**** DATA FOR REVIEW
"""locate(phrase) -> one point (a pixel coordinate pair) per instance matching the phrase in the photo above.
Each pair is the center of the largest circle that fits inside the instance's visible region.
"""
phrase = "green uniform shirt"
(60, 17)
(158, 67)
********
Exactly how many lines of the data include the word "pair"? Reply with that number only.

OUTPUT OF THE EXERCISE ▸ 2